How to complete this task: Copy every line in the listing that contains "Coordinates".

Entries shown:
####

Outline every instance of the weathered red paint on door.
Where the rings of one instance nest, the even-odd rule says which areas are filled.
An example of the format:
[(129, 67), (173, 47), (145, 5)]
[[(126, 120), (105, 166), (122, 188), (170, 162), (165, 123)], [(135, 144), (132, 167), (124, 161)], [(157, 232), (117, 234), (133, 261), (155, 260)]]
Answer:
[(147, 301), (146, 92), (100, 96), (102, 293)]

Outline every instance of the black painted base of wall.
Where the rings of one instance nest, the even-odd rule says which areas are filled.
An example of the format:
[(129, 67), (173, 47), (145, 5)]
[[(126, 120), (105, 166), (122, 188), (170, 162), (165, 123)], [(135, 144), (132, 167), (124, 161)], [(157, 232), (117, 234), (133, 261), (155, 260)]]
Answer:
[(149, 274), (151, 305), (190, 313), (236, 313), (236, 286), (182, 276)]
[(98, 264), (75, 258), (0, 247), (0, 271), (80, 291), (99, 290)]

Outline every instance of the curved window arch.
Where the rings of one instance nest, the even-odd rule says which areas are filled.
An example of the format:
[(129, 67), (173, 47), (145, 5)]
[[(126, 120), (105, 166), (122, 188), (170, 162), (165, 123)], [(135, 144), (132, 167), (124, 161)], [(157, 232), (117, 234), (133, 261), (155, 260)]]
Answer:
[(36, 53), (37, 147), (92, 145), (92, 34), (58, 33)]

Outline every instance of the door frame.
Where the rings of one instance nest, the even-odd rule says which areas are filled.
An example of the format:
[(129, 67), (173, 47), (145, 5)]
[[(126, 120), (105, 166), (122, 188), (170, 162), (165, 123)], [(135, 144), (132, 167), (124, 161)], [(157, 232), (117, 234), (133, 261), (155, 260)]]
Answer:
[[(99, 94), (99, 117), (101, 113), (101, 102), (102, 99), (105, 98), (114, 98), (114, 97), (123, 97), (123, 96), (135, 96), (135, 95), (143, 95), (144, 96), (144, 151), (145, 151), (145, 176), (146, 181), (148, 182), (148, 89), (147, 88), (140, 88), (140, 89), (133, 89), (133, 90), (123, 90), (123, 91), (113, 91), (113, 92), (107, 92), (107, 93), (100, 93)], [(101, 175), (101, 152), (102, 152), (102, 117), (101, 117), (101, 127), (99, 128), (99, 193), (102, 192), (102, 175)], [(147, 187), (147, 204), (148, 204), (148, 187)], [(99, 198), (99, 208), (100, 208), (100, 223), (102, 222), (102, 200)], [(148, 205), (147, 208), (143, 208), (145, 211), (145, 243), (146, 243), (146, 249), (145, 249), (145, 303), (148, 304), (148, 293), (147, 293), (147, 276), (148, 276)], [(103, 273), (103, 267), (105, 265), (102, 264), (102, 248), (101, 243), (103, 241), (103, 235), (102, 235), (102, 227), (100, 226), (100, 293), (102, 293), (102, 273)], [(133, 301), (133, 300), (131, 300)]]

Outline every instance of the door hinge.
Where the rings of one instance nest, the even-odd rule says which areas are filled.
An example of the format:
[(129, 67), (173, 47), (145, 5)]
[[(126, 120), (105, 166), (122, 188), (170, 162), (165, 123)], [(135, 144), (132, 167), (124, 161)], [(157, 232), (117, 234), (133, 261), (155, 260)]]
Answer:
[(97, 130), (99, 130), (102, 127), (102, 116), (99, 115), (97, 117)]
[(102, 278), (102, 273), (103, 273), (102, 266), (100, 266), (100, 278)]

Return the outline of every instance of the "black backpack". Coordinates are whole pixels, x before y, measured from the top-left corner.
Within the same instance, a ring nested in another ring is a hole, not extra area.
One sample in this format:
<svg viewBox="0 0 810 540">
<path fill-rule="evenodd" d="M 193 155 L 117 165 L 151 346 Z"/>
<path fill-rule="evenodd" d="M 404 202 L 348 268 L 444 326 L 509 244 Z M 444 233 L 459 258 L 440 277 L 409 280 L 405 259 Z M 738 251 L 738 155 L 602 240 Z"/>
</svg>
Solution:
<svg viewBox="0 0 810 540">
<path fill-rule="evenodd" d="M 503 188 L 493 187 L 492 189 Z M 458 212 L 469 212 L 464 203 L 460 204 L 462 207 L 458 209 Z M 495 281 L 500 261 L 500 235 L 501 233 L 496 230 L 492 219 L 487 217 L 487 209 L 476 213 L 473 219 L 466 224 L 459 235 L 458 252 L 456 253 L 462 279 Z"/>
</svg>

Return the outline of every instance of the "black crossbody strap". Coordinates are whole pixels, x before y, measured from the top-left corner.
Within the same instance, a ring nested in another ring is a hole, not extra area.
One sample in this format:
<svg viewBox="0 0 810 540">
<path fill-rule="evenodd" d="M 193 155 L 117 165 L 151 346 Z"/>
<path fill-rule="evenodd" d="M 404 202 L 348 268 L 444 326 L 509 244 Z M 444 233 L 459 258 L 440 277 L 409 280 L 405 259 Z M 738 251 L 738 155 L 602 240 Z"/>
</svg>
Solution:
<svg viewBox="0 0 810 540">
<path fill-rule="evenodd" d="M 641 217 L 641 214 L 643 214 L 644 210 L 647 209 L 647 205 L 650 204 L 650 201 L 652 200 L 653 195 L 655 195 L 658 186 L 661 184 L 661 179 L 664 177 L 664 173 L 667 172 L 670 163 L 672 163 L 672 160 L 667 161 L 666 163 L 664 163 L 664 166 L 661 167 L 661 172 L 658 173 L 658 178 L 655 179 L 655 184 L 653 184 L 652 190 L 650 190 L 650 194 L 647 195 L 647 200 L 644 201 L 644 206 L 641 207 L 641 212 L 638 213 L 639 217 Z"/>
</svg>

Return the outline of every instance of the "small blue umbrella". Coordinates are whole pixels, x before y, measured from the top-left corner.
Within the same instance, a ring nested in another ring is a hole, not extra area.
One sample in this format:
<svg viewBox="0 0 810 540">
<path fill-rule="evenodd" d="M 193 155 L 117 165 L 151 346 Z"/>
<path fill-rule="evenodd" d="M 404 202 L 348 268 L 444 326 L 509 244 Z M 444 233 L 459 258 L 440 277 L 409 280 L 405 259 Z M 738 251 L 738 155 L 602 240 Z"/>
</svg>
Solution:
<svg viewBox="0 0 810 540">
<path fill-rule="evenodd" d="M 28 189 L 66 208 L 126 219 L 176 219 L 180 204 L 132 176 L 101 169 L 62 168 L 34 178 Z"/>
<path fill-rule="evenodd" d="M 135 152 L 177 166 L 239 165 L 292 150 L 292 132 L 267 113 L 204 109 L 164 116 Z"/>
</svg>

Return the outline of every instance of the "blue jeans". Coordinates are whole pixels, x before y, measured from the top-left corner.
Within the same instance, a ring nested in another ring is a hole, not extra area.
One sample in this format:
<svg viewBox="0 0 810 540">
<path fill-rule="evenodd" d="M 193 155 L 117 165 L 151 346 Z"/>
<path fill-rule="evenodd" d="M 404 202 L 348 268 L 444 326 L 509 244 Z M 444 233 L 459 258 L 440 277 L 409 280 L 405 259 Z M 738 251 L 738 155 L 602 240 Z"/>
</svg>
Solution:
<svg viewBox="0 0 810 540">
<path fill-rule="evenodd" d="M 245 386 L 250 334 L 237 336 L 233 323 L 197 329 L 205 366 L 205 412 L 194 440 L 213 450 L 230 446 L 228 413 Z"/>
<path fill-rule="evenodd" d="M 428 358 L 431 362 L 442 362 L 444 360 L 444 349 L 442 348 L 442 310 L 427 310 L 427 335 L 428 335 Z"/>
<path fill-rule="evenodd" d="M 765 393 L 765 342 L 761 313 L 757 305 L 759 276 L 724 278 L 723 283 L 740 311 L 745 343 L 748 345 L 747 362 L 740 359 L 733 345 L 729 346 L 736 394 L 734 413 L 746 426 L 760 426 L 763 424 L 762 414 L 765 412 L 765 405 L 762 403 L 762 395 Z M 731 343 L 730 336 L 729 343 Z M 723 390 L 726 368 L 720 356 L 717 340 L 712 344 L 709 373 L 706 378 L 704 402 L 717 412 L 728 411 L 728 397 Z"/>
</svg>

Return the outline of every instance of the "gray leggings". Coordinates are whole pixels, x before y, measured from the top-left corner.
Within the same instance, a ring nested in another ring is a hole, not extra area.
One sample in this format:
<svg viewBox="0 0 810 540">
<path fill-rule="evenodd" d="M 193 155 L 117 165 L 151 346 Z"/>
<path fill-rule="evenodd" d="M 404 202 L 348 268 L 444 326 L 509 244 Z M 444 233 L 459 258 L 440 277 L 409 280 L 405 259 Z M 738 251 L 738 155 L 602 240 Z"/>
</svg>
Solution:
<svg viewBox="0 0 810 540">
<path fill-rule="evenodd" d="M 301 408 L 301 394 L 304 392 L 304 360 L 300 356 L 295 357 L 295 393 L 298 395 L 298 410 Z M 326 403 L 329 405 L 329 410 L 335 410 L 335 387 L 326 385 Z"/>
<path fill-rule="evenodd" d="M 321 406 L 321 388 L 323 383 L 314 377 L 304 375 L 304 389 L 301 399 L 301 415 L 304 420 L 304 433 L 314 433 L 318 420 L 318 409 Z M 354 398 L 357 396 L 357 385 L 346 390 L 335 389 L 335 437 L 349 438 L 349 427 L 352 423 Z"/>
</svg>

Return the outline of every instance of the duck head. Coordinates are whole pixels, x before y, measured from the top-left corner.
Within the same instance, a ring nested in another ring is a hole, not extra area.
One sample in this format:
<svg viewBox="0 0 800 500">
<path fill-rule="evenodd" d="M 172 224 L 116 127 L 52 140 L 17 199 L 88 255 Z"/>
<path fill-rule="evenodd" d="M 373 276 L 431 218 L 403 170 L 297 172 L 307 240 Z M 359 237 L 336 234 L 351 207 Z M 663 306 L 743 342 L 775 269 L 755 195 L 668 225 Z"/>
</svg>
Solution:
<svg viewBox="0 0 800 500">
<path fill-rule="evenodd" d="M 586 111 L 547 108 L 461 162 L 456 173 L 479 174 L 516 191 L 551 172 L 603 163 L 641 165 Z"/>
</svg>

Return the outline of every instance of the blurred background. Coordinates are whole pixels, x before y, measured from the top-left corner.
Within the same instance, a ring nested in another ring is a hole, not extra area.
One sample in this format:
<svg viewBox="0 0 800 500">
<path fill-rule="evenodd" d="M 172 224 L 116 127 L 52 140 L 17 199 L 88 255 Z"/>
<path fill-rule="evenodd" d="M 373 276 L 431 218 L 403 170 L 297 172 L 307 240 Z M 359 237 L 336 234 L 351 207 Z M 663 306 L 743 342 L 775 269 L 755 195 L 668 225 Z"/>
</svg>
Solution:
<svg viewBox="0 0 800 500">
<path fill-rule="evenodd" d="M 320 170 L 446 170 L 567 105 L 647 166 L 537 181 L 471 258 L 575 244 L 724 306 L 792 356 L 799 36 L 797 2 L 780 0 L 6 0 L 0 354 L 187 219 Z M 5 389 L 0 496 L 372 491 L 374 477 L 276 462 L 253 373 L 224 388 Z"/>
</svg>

####

Answer space:
Return the outline of every instance of the "black backpack". Coordinates are whole pixels, x before y, measured from the top-left corner.
Return the outline of every instance of the "black crossbody strap". Coordinates are whole pixels, x before y, measured from the top-left corner.
Return the outline of every instance of the "small blue umbrella". Coordinates are whole pixels, x before y, measured from the top-left corner.
Return the outline of every instance of the "blue jeans". Coordinates are whole pixels, x before y, measured from the top-left corner.
Return the outline of every instance of the "gray leggings". Coordinates are whole pixels, x before y, measured from the top-left corner.
Return the outline of every instance of the duck head. Coordinates are whole pixels, x before y, measured from the top-left corner.
Return the outline of every instance of the blurred background. Coordinates are whole pixels, x before y, measured from the top-left corner.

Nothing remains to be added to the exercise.